__INSTRUCTION__: The records below must be retyped exactly.

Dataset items
──────
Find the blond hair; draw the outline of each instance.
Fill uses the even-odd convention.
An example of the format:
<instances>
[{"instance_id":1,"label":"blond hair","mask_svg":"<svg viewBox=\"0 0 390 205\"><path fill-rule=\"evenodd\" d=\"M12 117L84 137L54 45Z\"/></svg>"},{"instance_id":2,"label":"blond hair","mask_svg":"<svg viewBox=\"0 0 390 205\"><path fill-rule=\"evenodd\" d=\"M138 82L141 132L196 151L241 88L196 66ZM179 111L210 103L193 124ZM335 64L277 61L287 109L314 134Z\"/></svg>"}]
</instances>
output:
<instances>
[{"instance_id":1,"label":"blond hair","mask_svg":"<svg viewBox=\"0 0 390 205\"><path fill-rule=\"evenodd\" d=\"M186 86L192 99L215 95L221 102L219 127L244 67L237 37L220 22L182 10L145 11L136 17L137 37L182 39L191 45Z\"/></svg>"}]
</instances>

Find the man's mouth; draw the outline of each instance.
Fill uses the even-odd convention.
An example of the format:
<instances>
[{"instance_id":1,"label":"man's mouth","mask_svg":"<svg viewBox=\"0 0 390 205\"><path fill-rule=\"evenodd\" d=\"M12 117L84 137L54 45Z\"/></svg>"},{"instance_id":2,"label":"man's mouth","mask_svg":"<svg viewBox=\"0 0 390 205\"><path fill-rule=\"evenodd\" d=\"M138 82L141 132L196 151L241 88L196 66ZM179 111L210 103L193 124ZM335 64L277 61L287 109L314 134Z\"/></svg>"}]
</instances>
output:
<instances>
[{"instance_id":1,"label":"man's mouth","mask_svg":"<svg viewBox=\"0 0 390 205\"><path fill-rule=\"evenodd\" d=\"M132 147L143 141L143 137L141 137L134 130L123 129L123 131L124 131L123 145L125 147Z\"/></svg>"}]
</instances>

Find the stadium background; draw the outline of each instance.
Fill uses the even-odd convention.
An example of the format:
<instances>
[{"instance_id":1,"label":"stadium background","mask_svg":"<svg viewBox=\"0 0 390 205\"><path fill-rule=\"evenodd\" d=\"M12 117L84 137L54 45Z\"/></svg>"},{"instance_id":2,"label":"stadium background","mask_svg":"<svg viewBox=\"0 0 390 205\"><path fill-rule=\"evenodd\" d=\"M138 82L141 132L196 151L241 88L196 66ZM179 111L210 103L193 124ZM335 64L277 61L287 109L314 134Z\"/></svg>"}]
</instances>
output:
──────
__EXERCISE SOLUTION__:
Find the blond hair; draw the outline of each instance.
Fill uses the even-odd convention.
An example of the format:
<instances>
[{"instance_id":1,"label":"blond hair","mask_svg":"<svg viewBox=\"0 0 390 205\"><path fill-rule=\"evenodd\" d=\"M12 117L84 137L54 45Z\"/></svg>"},{"instance_id":2,"label":"blond hair","mask_svg":"<svg viewBox=\"0 0 390 205\"><path fill-rule=\"evenodd\" d=\"M138 82L141 132L196 151L241 88L196 66ZM179 111L210 103L193 124ZM335 64L277 61L287 109L314 134Z\"/></svg>"}]
</instances>
output:
<instances>
[{"instance_id":1,"label":"blond hair","mask_svg":"<svg viewBox=\"0 0 390 205\"><path fill-rule=\"evenodd\" d=\"M186 86L192 99L215 95L221 102L219 127L244 67L237 37L220 22L182 10L145 11L136 17L137 37L182 39L191 45Z\"/></svg>"}]
</instances>

Find the man's mouth; draw the outline of each instance.
Fill uses the even-odd convention.
An example of the format:
<instances>
[{"instance_id":1,"label":"man's mouth","mask_svg":"<svg viewBox=\"0 0 390 205\"><path fill-rule=\"evenodd\" d=\"M12 117L84 137L54 45Z\"/></svg>"},{"instance_id":2,"label":"man's mouth","mask_svg":"<svg viewBox=\"0 0 390 205\"><path fill-rule=\"evenodd\" d=\"M138 82L141 132L196 151L241 88L196 66ZM179 111L210 103L193 124ZM335 64L277 61L287 109L314 134Z\"/></svg>"}]
</instances>
output:
<instances>
[{"instance_id":1,"label":"man's mouth","mask_svg":"<svg viewBox=\"0 0 390 205\"><path fill-rule=\"evenodd\" d=\"M132 147L143 141L143 137L141 137L134 130L123 129L123 131L124 131L123 145L125 147Z\"/></svg>"}]
</instances>

Find the stadium background; draw the outline of each instance.
Fill uses the even-odd convention.
An example of the format:
<instances>
[{"instance_id":1,"label":"stadium background","mask_svg":"<svg viewBox=\"0 0 390 205\"><path fill-rule=\"evenodd\" d=\"M12 117L84 137L54 45Z\"/></svg>"},{"instance_id":2,"label":"stadium background","mask_svg":"<svg viewBox=\"0 0 390 205\"><path fill-rule=\"evenodd\" d=\"M138 82L141 132L196 151L241 88L196 66ZM179 111L210 103L193 124ZM335 64L277 61L287 109L314 134Z\"/></svg>"}]
</instances>
output:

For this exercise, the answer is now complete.